[Segmentation annotation records]
────────────────────

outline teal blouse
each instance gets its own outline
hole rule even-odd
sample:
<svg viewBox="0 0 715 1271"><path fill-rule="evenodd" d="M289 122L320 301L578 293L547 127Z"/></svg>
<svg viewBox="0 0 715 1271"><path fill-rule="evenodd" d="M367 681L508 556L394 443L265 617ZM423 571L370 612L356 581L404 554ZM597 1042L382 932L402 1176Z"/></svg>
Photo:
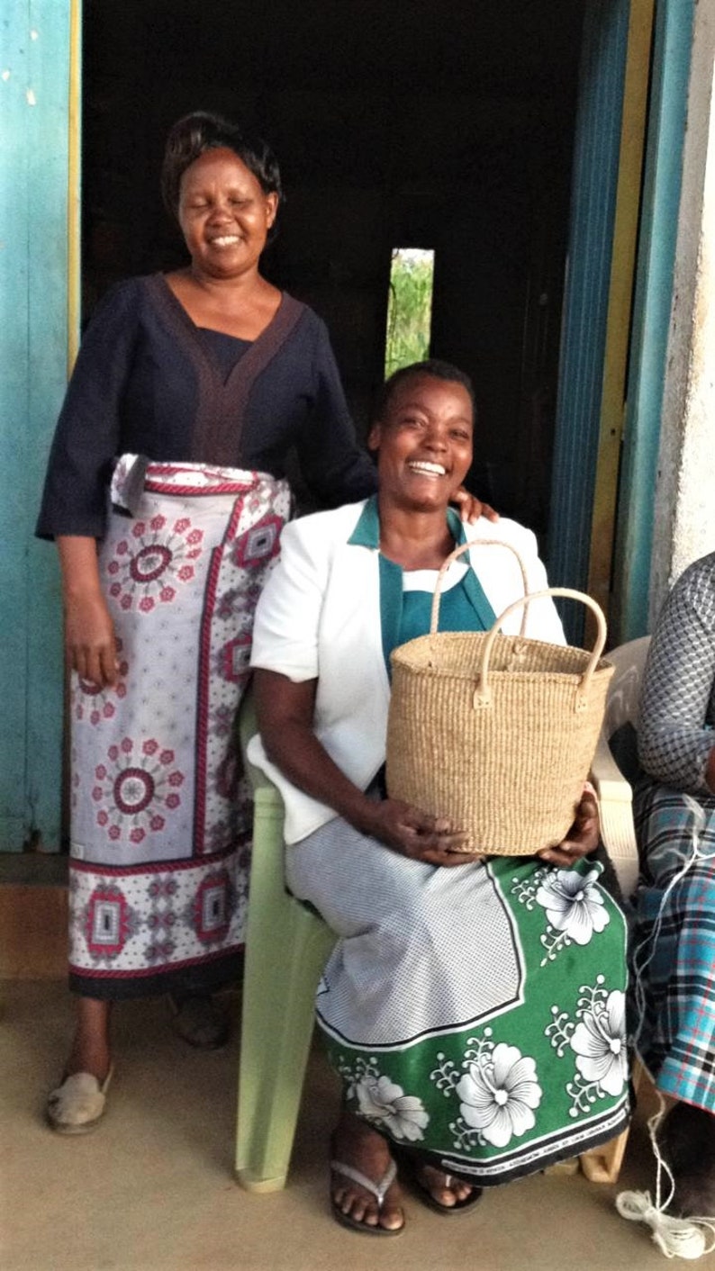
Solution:
<svg viewBox="0 0 715 1271"><path fill-rule="evenodd" d="M464 526L457 512L450 507L447 511L447 521L455 543L466 543ZM360 520L350 536L350 543L359 547L379 550L380 525L378 516L378 500L373 494L368 500ZM469 553L466 552L459 558L469 563ZM403 591L402 567L380 555L380 623L382 646L387 666L391 674L389 655L398 644L405 644L417 636L426 636L430 629L431 594L426 591ZM496 614L491 608L483 587L472 568L450 587L444 591L439 609L439 629L449 632L483 632L494 625Z"/></svg>

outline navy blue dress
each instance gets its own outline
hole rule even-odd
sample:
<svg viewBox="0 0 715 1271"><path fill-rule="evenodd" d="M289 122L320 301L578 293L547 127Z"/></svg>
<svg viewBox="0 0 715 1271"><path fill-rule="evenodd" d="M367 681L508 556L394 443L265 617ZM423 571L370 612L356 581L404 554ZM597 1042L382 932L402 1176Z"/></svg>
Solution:
<svg viewBox="0 0 715 1271"><path fill-rule="evenodd" d="M158 461L284 477L295 447L322 507L365 498L375 469L356 442L324 323L284 292L228 374L163 275L113 287L83 339L50 455L37 533L101 538L112 465Z"/></svg>

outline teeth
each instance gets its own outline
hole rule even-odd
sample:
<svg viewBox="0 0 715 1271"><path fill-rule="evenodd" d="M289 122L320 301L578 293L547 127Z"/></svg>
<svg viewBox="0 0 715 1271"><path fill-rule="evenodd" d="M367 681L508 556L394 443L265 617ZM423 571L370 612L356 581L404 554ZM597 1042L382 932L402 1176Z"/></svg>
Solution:
<svg viewBox="0 0 715 1271"><path fill-rule="evenodd" d="M415 460L407 466L415 473L430 473L435 477L444 477L447 474L447 468L443 468L441 464L429 464L426 460L422 460L421 463Z"/></svg>

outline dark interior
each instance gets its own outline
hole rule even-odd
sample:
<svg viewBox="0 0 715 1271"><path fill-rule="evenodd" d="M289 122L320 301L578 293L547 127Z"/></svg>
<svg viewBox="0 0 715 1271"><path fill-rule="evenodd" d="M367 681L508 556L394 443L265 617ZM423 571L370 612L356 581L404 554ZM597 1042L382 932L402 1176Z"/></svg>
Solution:
<svg viewBox="0 0 715 1271"><path fill-rule="evenodd" d="M328 323L364 436L391 250L435 250L431 353L473 380L471 484L543 531L581 36L578 0L84 0L84 315L184 261L158 174L192 109L272 144L265 272Z"/></svg>

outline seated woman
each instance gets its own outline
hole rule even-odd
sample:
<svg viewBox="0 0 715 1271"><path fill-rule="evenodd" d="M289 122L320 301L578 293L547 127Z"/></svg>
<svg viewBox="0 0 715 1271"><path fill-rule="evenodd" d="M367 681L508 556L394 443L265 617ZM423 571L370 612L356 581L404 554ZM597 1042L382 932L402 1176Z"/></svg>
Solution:
<svg viewBox="0 0 715 1271"><path fill-rule="evenodd" d="M653 636L639 718L646 775L635 794L642 869L636 1043L658 1088L677 1101L660 1141L683 1216L715 1214L714 726L711 552L681 576ZM693 859L695 835L705 859Z"/></svg>
<svg viewBox="0 0 715 1271"><path fill-rule="evenodd" d="M345 1092L332 1210L371 1234L405 1225L394 1154L453 1214L628 1117L625 925L581 859L598 841L593 798L541 859L482 860L459 852L459 826L380 789L389 653L427 630L455 541L513 544L529 590L546 585L531 531L463 526L448 507L472 433L455 367L393 375L370 433L379 493L286 527L253 637L249 756L285 799L288 885L340 937L317 999ZM483 630L523 595L522 576L508 548L468 555L448 572L440 625ZM528 634L564 642L551 600L529 608Z"/></svg>

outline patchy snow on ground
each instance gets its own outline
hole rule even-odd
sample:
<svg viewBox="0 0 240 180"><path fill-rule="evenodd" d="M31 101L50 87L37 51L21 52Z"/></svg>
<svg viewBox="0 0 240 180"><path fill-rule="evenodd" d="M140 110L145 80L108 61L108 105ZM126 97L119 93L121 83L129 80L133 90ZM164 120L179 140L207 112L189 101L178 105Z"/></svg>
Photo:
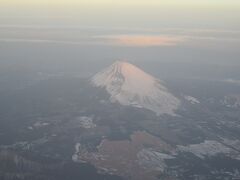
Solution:
<svg viewBox="0 0 240 180"><path fill-rule="evenodd" d="M221 104L229 108L240 108L240 95L224 96Z"/></svg>
<svg viewBox="0 0 240 180"><path fill-rule="evenodd" d="M206 140L200 144L190 144L188 146L177 146L180 152L190 152L196 155L197 157L204 159L205 157L215 156L217 154L225 154L228 156L236 155L234 149L213 140Z"/></svg>
<svg viewBox="0 0 240 180"><path fill-rule="evenodd" d="M138 163L146 169L163 172L167 167L164 160L173 159L173 156L156 152L152 149L142 149L137 153Z"/></svg>
<svg viewBox="0 0 240 180"><path fill-rule="evenodd" d="M199 104L200 101L195 98L195 97L192 97L192 96L184 96L184 98L189 101L191 104Z"/></svg>
<svg viewBox="0 0 240 180"><path fill-rule="evenodd" d="M80 127L85 129L95 128L96 124L93 123L93 119L87 116L80 116L77 118L79 121Z"/></svg>

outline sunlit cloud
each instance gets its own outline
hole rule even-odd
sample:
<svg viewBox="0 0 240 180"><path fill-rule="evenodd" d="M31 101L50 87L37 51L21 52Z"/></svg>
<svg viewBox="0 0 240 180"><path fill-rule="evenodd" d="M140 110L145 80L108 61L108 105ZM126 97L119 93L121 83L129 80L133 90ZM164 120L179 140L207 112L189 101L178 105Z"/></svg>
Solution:
<svg viewBox="0 0 240 180"><path fill-rule="evenodd" d="M106 36L104 39L112 45L130 47L176 46L184 41L182 37L154 35L116 35Z"/></svg>

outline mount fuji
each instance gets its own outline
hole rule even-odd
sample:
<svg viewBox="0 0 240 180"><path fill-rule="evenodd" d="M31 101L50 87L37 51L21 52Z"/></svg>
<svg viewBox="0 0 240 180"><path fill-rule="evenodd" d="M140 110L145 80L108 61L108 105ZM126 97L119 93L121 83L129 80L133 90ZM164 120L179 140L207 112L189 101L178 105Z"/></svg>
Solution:
<svg viewBox="0 0 240 180"><path fill-rule="evenodd" d="M145 108L157 115L176 115L180 100L163 82L125 61L117 61L92 77L95 87L105 89L111 102Z"/></svg>

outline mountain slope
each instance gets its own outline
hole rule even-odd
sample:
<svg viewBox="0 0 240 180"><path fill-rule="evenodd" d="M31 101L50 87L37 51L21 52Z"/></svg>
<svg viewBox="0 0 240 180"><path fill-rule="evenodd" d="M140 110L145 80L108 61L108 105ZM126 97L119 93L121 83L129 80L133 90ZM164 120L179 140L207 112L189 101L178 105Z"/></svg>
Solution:
<svg viewBox="0 0 240 180"><path fill-rule="evenodd" d="M175 115L180 104L158 79L127 62L115 62L97 73L91 82L104 88L112 102L149 109L158 115Z"/></svg>

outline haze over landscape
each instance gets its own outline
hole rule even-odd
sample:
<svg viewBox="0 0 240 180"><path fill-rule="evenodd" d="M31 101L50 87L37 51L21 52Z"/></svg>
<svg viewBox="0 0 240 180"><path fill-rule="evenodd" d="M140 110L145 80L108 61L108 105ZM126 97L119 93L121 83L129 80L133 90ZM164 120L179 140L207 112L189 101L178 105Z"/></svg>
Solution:
<svg viewBox="0 0 240 180"><path fill-rule="evenodd" d="M0 180L240 179L238 0L0 0Z"/></svg>

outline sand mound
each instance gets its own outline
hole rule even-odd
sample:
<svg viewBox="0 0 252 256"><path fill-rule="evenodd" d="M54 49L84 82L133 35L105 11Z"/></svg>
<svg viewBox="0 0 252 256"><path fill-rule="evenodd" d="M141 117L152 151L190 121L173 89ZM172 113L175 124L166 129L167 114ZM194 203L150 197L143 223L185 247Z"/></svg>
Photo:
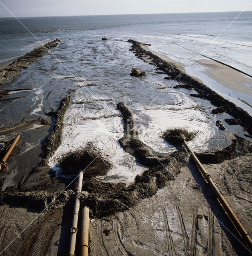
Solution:
<svg viewBox="0 0 252 256"><path fill-rule="evenodd" d="M77 174L80 170L85 169L85 174L93 175L105 175L111 166L110 162L90 146L70 152L63 158L61 165L68 173Z"/></svg>
<svg viewBox="0 0 252 256"><path fill-rule="evenodd" d="M174 145L181 144L183 140L186 141L191 140L194 137L194 134L189 132L184 129L176 129L167 130L162 136L166 141Z"/></svg>

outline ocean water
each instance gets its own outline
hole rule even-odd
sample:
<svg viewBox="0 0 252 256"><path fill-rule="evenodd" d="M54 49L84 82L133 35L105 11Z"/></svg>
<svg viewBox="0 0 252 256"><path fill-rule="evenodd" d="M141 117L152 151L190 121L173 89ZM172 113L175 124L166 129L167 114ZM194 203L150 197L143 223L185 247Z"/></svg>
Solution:
<svg viewBox="0 0 252 256"><path fill-rule="evenodd" d="M56 176L62 176L60 163L63 156L91 142L112 164L107 175L99 177L105 181L132 182L136 175L146 169L125 153L118 143L123 135L122 119L116 108L120 101L133 112L141 140L154 154L168 155L176 150L161 137L166 130L173 128L185 128L194 132L195 138L189 144L197 152L224 147L235 133L241 136L244 133L239 126L230 126L224 121L232 117L211 114L215 107L210 102L191 97L192 91L173 89L177 82L171 83L163 79L165 75L157 74L155 66L135 57L129 50L131 44L127 40L133 39L151 43L150 49L185 65L195 58L197 53L204 50L204 55L252 74L252 12L243 13L213 41L238 14L20 18L41 42L56 38L62 42L51 50L52 54L28 66L11 83L3 86L3 88L11 90L33 90L15 93L15 96L25 98L10 100L8 105L0 103L0 124L16 123L26 114L28 120L45 118L45 112L57 109L68 90L75 89L65 117L61 145L49 165ZM0 25L0 62L22 55L40 45L16 20L1 18ZM103 36L108 40L102 41ZM132 66L138 67L147 75L131 77L129 74ZM204 70L203 67L192 66L188 72L201 68ZM194 73L198 75L196 71ZM202 78L206 84L210 81L207 77ZM229 90L225 92L224 86L216 84L224 95L230 93ZM251 89L252 83L246 86ZM244 94L237 93L233 96L234 100L240 97L250 102L252 98L249 94ZM12 94L10 97L13 96ZM252 113L248 104L244 106ZM218 129L215 124L218 120L222 120L226 130ZM26 130L23 136L27 141L13 168L25 166L28 173L39 161L40 156L36 157L34 152L38 156L42 152L41 144L48 132L44 129L43 132L39 129ZM24 163L25 158L30 160L30 164ZM14 178L18 181L20 178L17 175Z"/></svg>

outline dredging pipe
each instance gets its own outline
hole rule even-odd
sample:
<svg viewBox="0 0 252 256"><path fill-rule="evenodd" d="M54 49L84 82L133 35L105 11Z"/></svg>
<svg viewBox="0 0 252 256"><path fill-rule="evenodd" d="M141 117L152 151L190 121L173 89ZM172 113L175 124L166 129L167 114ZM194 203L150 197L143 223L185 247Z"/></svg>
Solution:
<svg viewBox="0 0 252 256"><path fill-rule="evenodd" d="M232 209L225 200L225 198L224 198L219 191L219 190L215 185L215 184L214 184L213 181L212 180L212 179L211 178L211 175L206 172L206 170L203 167L203 166L201 164L200 162L198 159L197 158L197 157L195 156L194 153L192 152L192 150L190 148L185 140L183 140L183 144L189 152L190 152L191 153L192 157L194 162L196 164L196 165L201 173L201 174L203 176L203 177L206 181L209 184L212 190L215 194L218 200L226 211L226 212L229 218L229 219L233 223L233 224L236 229L240 234L242 239L242 240L246 243L247 246L248 247L250 250L252 252L252 240L248 234L248 232L243 227L243 226L242 226L239 220L238 220L237 217L236 216L234 213L233 211L232 211Z"/></svg>
<svg viewBox="0 0 252 256"><path fill-rule="evenodd" d="M87 256L88 255L89 210L87 206L85 206L82 208L81 256Z"/></svg>
<svg viewBox="0 0 252 256"><path fill-rule="evenodd" d="M78 224L78 217L79 211L79 199L78 193L81 192L82 186L82 180L83 180L83 172L82 170L79 173L76 194L75 196L75 202L73 214L72 225L70 230L71 233L70 236L70 243L69 246L69 256L75 256L75 246L76 242L76 236L77 234L77 225Z"/></svg>
<svg viewBox="0 0 252 256"><path fill-rule="evenodd" d="M12 152L12 150L13 150L13 148L14 148L14 147L18 143L18 142L19 140L19 139L20 139L21 136L20 134L18 134L16 136L16 137L15 138L15 140L14 140L14 141L12 143L10 146L9 148L9 149L7 150L7 152L5 153L5 154L4 156L4 157L1 161L1 163L0 163L0 170L1 170L1 168L2 167L2 164L6 164L5 162L8 158L8 157L9 157L9 156L10 154L10 153Z"/></svg>

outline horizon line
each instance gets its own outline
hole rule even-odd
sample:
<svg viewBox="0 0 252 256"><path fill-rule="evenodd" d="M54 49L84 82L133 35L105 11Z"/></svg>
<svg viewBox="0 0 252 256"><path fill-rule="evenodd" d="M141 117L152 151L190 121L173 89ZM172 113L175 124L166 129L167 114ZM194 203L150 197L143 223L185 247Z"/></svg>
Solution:
<svg viewBox="0 0 252 256"><path fill-rule="evenodd" d="M119 14L84 14L84 15L50 15L49 16L18 16L18 18L46 18L49 17L77 17L81 16L119 16L119 15L152 15L152 14L193 14L193 13L215 13L217 12L238 12L241 11L216 11L214 12L169 12L169 13L125 13ZM252 12L251 10L244 11L244 12ZM0 18L13 18L13 16L2 16L0 17Z"/></svg>

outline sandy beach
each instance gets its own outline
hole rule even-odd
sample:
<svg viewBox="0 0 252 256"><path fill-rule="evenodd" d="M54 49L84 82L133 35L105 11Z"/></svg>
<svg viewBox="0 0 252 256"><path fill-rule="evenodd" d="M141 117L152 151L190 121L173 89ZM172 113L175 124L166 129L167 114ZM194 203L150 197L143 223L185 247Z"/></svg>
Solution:
<svg viewBox="0 0 252 256"><path fill-rule="evenodd" d="M57 49L59 46L56 42L50 42L48 47L52 45L52 48L56 46ZM183 93L189 92L189 96L195 100L200 99L209 106L210 103L211 106L205 107L204 111L215 114L220 119L220 115L223 113L226 117L231 117L225 119L228 121L224 124L227 127L235 124L234 126L240 126L246 135L239 134L240 136L234 136L234 134L238 133L234 130L230 132L230 138L233 140L227 146L195 154L248 235L252 236L250 221L252 142L249 140L252 136L252 118L200 80L181 74L185 67L165 55L150 51L146 45L133 40L128 42L129 49L135 56L131 55L133 62L137 60L139 65L146 62L149 74L156 75L159 72L159 75L163 76L162 80L168 83L176 79L174 90L182 90ZM28 64L42 59L42 50L36 53L38 55L34 59L32 58L34 57L32 56L34 52L31 52L16 60L12 65L20 67L25 60L32 60L26 65L26 67ZM47 53L43 52L43 56ZM207 68L208 75L227 88L251 93L241 85L250 82L250 78L213 61L197 61ZM1 78L2 85L8 92L6 82L11 82L11 78L14 77L18 80L19 75L22 79L24 70L20 68L15 73L10 73L8 67L13 68L14 66L5 65L3 70L6 72ZM29 70L32 68L32 65L27 66ZM127 70L123 75L129 77L127 73ZM71 76L70 79L74 78ZM143 83L145 78L143 76L132 79L142 79ZM97 86L92 83L87 84L87 86ZM65 136L63 132L66 113L72 107L73 98L79 88L80 85L68 90L63 96L61 94L56 107L50 106L50 108L46 109L50 111L44 109L46 119L40 117L28 122L22 118L14 125L1 124L1 135L6 136L1 142L5 143L10 138L6 138L9 134L32 125L40 125L39 129L45 129L44 133L41 132L44 136L41 141L42 152L39 161L34 164L31 171L26 173L25 168L19 170L20 178L16 182L13 178L16 174L11 168L1 171L0 237L1 249L4 250L2 255L67 255L76 194L81 202L81 209L87 206L91 210L89 248L91 256L249 255L250 252L244 240L220 206L189 152L181 145L177 145L176 150L169 155L153 154L151 147L140 139L135 113L131 110L129 101L127 103L118 101L115 106L113 105L119 112L114 116L120 118L122 124L122 135L117 144L122 150L135 159L139 165L145 167L144 171L137 175L134 182L130 184L102 181L99 177L105 175L112 165L97 147L89 144L83 150L74 150L61 159L65 171L70 172L72 177L76 178L79 169L85 167L81 192L76 192L76 180L63 176L56 178L54 170L49 166L49 160L62 146L63 138ZM51 92L47 94L48 98ZM3 94L1 100L5 97L8 96ZM109 99L106 100L109 102ZM79 104L81 103L78 102ZM95 119L95 116L92 118ZM39 129L35 128L32 132ZM18 148L21 150L24 146L20 144ZM76 248L80 246L80 236L78 232ZM75 255L79 255L79 250L76 250Z"/></svg>

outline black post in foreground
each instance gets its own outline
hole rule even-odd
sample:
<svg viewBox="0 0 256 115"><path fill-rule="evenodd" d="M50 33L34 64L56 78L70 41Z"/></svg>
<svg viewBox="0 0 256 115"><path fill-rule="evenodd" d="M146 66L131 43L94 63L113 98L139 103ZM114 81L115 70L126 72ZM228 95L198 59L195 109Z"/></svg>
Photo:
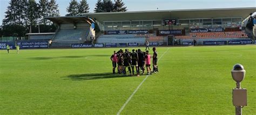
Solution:
<svg viewBox="0 0 256 115"><path fill-rule="evenodd" d="M235 64L231 71L233 79L237 82L237 87L233 89L233 105L235 106L235 114L242 114L242 108L247 105L247 90L241 88L241 82L245 77L244 66Z"/></svg>

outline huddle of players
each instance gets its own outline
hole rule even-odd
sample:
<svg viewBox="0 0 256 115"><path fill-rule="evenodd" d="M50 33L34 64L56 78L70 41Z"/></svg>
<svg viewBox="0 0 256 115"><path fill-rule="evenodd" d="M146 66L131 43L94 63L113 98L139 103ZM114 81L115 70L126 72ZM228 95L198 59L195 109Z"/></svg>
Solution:
<svg viewBox="0 0 256 115"><path fill-rule="evenodd" d="M147 75L152 74L152 72L158 72L158 67L157 66L157 52L156 48L153 48L154 52L153 55L153 69L151 71L151 55L149 53L149 51L143 52L140 49L138 50L132 50L132 52L129 52L129 49L125 49L124 51L120 49L117 52L114 51L114 53L110 57L110 59L112 62L113 73L116 73L115 70L117 67L117 63L118 65L118 73L127 75L126 67L128 68L130 75L134 76L134 68L137 72L137 76L139 76L140 69L142 71L142 73L144 73L145 65L147 69Z"/></svg>

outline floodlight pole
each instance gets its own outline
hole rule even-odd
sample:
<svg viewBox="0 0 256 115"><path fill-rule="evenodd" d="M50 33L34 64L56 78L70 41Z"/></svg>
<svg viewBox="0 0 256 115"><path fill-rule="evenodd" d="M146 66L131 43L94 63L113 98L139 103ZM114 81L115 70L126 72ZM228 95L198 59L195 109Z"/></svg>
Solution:
<svg viewBox="0 0 256 115"><path fill-rule="evenodd" d="M241 89L241 82L237 82L237 89ZM235 106L235 115L242 114L242 107L241 106Z"/></svg>
<svg viewBox="0 0 256 115"><path fill-rule="evenodd" d="M235 107L235 115L242 114L242 107L247 105L247 90L241 87L241 82L245 77L244 66L237 64L231 71L233 79L236 82L237 87L233 90L233 105Z"/></svg>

────────────────────

## Given task
Edit everything from the line containing "outline patchy snow on ground" down to the line containing "36L104 39L112 45L130" so that "sunlit cloud" becomes "bright cloud", leaving all else unchanged. Return only those lines, without the pictures.

## Response below
outline patchy snow on ground
each instance gets its own outline
hole rule even-odd
sample:
<svg viewBox="0 0 240 180"><path fill-rule="evenodd" d="M31 101L50 87L37 51L21 52Z"/></svg>
<svg viewBox="0 0 240 180"><path fill-rule="evenodd" d="M140 110L145 80L108 61L108 105ZM126 97L119 93L121 83L129 80L133 90ZM164 120L179 140L207 112L189 101L178 105Z"/></svg>
Photo:
Solution:
<svg viewBox="0 0 240 180"><path fill-rule="evenodd" d="M221 104L229 108L240 108L240 95L224 96Z"/></svg>
<svg viewBox="0 0 240 180"><path fill-rule="evenodd" d="M206 140L200 144L190 144L188 146L177 146L180 152L190 152L196 155L197 157L204 159L205 157L215 156L217 154L225 154L228 156L236 155L234 149L213 140Z"/></svg>
<svg viewBox="0 0 240 180"><path fill-rule="evenodd" d="M138 163L146 169L163 172L167 167L164 160L173 159L173 156L156 152L152 149L142 149L137 153Z"/></svg>
<svg viewBox="0 0 240 180"><path fill-rule="evenodd" d="M199 104L200 101L195 98L195 97L192 97L192 96L184 96L184 98L189 101L191 104Z"/></svg>
<svg viewBox="0 0 240 180"><path fill-rule="evenodd" d="M80 127L85 129L95 128L96 124L93 123L93 119L87 116L80 116L77 118L79 121Z"/></svg>

outline bright cloud
each instance gets its own outline
hole rule even-odd
sample:
<svg viewBox="0 0 240 180"><path fill-rule="evenodd" d="M31 101L50 87L37 51L21 52Z"/></svg>
<svg viewBox="0 0 240 180"><path fill-rule="evenodd" d="M140 110L145 80L108 61L108 105ZM126 97L119 93L121 83L129 80L133 90ZM164 120L179 140L207 112L189 101L178 105Z"/></svg>
Solution:
<svg viewBox="0 0 240 180"><path fill-rule="evenodd" d="M106 36L104 39L112 45L130 47L176 46L184 41L182 37L154 35L116 35Z"/></svg>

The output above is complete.